• What is needed:
With the pictures omitted, print exactly the lines below, from the one containing "Where can the car wheel" through the one containing "Target: shirt collar", and nothing else.
== Segment start ==
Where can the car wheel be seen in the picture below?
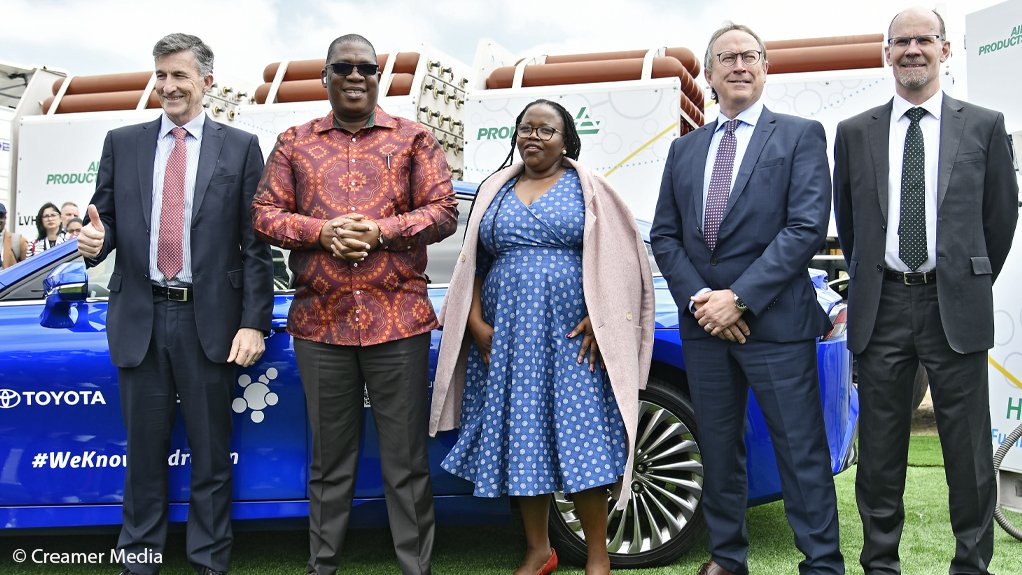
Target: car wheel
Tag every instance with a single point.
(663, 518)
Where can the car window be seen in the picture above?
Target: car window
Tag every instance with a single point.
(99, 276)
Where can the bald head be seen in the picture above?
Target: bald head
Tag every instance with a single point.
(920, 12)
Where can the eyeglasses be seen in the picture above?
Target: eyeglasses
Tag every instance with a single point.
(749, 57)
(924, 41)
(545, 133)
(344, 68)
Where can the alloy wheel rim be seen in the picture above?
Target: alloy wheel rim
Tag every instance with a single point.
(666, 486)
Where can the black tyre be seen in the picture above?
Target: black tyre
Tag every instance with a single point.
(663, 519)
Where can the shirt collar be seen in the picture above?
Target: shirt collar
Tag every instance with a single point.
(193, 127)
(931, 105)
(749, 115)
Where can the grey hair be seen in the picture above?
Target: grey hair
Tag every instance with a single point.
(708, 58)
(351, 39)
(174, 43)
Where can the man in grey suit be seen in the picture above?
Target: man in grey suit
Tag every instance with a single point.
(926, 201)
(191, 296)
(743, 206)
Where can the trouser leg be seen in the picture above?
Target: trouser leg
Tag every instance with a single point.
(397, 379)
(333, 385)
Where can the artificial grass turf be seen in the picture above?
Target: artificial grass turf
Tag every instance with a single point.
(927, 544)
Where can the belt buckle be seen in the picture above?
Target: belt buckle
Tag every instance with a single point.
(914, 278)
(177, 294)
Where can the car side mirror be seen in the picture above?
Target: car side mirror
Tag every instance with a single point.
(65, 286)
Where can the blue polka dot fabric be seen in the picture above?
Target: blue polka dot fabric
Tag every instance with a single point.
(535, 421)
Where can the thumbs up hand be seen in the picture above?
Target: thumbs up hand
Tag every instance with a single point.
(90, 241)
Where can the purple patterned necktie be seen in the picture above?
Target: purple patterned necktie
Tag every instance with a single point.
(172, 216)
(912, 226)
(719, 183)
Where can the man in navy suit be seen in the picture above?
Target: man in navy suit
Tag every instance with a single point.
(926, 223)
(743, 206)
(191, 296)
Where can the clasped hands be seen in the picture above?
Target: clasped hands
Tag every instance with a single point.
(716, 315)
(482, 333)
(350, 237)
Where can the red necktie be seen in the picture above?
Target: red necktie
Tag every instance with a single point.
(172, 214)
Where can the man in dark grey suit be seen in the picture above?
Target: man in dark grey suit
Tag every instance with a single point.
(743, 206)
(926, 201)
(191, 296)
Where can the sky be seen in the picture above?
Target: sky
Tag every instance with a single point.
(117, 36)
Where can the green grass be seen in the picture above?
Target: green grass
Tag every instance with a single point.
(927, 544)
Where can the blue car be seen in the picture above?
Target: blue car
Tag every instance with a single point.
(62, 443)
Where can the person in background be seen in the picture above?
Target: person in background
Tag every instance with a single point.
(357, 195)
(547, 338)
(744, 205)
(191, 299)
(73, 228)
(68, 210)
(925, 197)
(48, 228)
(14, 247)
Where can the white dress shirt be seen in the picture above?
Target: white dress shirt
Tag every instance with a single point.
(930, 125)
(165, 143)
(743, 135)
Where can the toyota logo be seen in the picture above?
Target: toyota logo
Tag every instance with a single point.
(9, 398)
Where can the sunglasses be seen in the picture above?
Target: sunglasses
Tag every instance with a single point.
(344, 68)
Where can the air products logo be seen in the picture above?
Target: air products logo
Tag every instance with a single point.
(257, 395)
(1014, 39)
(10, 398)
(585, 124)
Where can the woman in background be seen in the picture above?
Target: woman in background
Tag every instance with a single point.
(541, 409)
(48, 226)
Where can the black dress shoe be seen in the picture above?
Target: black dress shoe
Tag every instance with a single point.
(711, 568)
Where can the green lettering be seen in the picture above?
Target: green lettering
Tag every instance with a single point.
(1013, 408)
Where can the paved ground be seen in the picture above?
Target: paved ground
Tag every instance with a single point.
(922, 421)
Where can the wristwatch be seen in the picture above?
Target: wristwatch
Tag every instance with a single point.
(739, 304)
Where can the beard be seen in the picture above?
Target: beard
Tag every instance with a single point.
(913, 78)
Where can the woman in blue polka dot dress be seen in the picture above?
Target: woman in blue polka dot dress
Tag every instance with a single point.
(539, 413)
== Segment end ==
== Segment start ==
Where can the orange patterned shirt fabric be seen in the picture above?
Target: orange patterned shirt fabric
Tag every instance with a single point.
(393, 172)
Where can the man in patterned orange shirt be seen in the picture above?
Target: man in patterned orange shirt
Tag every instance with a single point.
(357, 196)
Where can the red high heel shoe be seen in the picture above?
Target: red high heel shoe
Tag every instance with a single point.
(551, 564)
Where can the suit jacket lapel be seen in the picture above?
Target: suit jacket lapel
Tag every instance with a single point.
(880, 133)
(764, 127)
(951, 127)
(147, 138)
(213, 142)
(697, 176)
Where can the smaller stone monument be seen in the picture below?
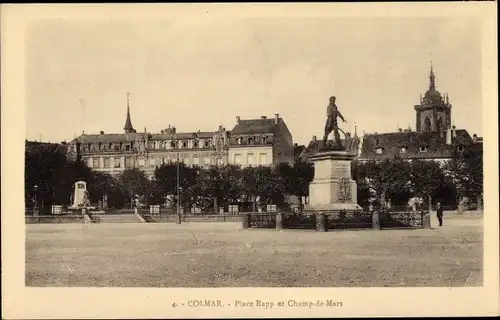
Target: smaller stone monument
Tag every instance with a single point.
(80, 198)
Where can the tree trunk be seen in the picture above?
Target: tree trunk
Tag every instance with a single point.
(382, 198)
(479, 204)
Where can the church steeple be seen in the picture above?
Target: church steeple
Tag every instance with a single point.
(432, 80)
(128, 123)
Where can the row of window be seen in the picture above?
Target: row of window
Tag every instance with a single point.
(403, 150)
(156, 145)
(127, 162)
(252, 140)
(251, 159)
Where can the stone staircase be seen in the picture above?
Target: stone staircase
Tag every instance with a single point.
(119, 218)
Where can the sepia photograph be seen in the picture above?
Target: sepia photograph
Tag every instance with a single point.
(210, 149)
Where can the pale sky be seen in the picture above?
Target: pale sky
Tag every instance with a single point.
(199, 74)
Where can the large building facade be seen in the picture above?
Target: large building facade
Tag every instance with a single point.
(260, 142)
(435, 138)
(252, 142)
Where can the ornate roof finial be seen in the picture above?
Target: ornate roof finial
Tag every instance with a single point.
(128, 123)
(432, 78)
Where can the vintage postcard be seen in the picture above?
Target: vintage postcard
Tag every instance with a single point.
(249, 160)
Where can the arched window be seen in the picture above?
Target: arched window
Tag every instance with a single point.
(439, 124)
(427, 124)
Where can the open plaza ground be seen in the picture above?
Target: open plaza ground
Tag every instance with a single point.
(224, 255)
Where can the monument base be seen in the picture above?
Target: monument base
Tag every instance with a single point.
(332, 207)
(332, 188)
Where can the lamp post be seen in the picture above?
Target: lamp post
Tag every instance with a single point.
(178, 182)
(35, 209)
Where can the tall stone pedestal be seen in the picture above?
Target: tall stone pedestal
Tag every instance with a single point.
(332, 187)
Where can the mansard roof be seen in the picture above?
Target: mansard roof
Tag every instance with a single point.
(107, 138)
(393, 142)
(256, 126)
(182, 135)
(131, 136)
== Segment end ==
• Completed exercise:
Where can the car wheel be seen in the picture below?
Target: car wheel
Tag every instance with a single point.
(663, 518)
Where can the car window be seen in the picture above?
Target: car window
Tag every instance with a single point.
(99, 276)
Where can the bald head be seen in the picture above?
Target: bald head
Tag every instance with a single point.
(920, 12)
Where can the eyeglasses be seen in the picture above?
Target: eyeglasses
Tag every instance with a single point.
(749, 57)
(924, 41)
(545, 133)
(344, 68)
Where can the alloy wheel rim be seen in the picture above?
Target: alloy wheel rim
Tag every instance with a single point.
(666, 486)
Where can the black tyre be seen in the picture above?
Target: black tyre
Tag every instance with a single point.
(663, 519)
Where can the shirt collar be seen in the picture above?
Target: shirt collar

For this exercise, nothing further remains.